═══ Listed records
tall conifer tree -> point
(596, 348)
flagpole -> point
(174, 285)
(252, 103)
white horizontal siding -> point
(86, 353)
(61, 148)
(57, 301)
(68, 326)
══════
# [Work task]
Write the data above out again in full, with every word as given.

# [The completed task]
tall conifer tree -> point
(596, 348)
flagpole -> point
(174, 285)
(252, 103)
white horizontal siding -> point
(86, 353)
(61, 148)
(57, 301)
(68, 326)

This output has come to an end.